Stored data entries:
----------------------------------------
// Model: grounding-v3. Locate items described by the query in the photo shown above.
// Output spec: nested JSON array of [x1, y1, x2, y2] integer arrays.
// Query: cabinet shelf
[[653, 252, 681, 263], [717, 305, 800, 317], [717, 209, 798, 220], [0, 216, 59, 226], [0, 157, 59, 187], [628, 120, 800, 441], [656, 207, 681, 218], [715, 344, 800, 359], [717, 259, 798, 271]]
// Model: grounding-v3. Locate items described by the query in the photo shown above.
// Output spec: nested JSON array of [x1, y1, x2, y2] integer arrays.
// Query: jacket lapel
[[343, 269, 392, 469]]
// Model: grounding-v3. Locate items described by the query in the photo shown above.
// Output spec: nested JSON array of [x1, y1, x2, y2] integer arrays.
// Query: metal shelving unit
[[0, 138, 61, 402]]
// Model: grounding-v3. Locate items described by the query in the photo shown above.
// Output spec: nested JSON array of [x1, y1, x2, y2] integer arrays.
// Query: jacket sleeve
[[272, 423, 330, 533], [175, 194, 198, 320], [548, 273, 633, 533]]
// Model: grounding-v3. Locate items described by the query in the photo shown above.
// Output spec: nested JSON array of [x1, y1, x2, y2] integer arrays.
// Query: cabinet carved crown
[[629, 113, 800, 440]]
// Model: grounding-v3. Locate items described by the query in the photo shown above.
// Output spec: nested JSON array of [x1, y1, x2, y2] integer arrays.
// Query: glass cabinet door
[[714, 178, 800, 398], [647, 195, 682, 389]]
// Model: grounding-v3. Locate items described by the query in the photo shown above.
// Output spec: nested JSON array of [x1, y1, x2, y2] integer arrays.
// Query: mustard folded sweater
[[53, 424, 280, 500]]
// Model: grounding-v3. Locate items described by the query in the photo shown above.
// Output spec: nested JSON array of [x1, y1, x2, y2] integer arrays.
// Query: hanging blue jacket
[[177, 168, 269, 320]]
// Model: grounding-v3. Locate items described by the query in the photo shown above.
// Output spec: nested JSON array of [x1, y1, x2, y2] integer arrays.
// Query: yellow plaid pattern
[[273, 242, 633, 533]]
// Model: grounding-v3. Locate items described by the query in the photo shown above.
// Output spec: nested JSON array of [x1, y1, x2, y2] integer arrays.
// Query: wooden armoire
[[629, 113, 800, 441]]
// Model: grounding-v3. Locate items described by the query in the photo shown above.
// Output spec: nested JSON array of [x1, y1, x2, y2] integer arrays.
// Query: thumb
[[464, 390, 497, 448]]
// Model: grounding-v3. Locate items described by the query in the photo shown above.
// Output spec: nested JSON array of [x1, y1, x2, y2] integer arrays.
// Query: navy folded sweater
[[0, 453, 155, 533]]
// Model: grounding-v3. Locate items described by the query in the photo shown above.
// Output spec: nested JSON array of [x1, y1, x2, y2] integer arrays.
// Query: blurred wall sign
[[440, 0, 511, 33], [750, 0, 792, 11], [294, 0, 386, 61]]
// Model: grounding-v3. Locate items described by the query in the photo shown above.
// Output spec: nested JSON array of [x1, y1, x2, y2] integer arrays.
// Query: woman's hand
----------------------------------------
*Written instruction:* Transcribe every item above word for word, changing nothing.

*Task result:*
// Model: grounding-v3. Locate items described by the query in the photo shown above.
// Output spec: nested JSON array of [x1, y1, x2, y2] integer arrays.
// Query: cabinet shelf
[[653, 252, 681, 263], [717, 305, 800, 317], [717, 209, 798, 220], [0, 216, 59, 226], [0, 157, 59, 187], [628, 120, 800, 441], [656, 207, 681, 218], [715, 344, 800, 359], [717, 259, 798, 271]]
// Model: grounding-v3. Locate items described by the query in the photo shown above.
// Output spec: nested JSON array of [x1, y1, x2, y2] integer arrays.
// Query: jacket lapel
[[343, 269, 392, 469]]
// Model: grounding-v3. Locate items described by the query in the photo shown above.
// Output spec: nested JSON array of [x1, y1, x2, y2] integer arrays.
// Query: metal shelving unit
[[0, 138, 61, 402]]
// Model: grounding-v3. Locate items described by the query in the photo shown above.
// Output spec: nested JSON array of [x1, y1, x2, y2] integer arrays.
// Query: jacket sleeve
[[272, 423, 330, 533], [175, 194, 198, 320], [548, 273, 633, 533]]
// Model: grounding-v3. Locate items described by the query in the photo shown above.
// Output spec: nested JSON array of [x1, y1, x2, y2] integer arrays.
// Query: cabinet carved crown
[[629, 113, 800, 440]]
// Model: grounding-v3. Locate items described by the query in the photo shown above.
// Output spec: nested JSON array of [x1, y1, x2, y2] integer arrays.
// Query: glass cabinet door
[[714, 178, 800, 398], [647, 195, 682, 389]]
// Model: grounding-v3. Locate items described by the query in the photo shown above.
// Output spec: nested JSON array of [x1, y1, x2, y2] integer arrays.
// Query: mustard folded sweater
[[53, 424, 280, 500]]
// Model: grounding-v3. Locate items described by the query in the photo shown above.
// Output spec: nested JSON array of [x1, y1, x2, y2] integer arrays.
// Query: hanging blue jacket
[[177, 168, 269, 320]]
// Model: grounding-v3. Locate items described by the query in the photo shown above.
// Output spec: nested JSON array of [x1, y1, x2, y2] integer arrays.
// Query: yellow plaid pattern
[[273, 242, 633, 533]]
// Model: grounding-v3. Locate items described by the query in the photo shown above.
// Output spec: nested JSON array of [x1, y1, x2, y2] integer arrays.
// Query: wooden armoire
[[629, 113, 800, 441]]
// Model: grounding-v3. Locate items described by the query in the photo shown above.
// Output spec: nested JSON array of [x1, y1, x2, y2] integer arrays.
// Query: thumb
[[464, 390, 497, 448]]
// Model: grounding-v3. Locate items described by the query in the photo shown above.
// Output spec: nested JSON array of [x1, y1, x2, y2] integer arrays.
// Query: navy folded sweater
[[0, 453, 155, 533]]
// Model: grounding-v3. Locate items described by the query in the photo shown above.
// Output spec: nested JSON array of [x1, y1, x2, y2] integer arrays.
// Query: blurred wall sign
[[440, 0, 511, 33], [750, 0, 792, 11], [294, 0, 386, 61]]
// Model: grounding-v3. Locate items described by the query in the photo shown above.
// Output spec: nested JSON array of [x1, y1, x2, y2] integer arrays.
// Query: woman's hand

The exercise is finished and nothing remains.